[Recorded data]
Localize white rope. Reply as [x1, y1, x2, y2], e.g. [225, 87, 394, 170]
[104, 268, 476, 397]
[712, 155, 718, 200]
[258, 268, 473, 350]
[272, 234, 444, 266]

» **What the exercise asks**
Output each entry exactly as written, leaving none out.

» **Written solution**
Localize white rope. Reply as [x1, y1, x2, y2], e.g. [225, 87, 394, 170]
[104, 268, 476, 397]
[712, 155, 718, 200]
[258, 268, 473, 350]
[272, 234, 444, 266]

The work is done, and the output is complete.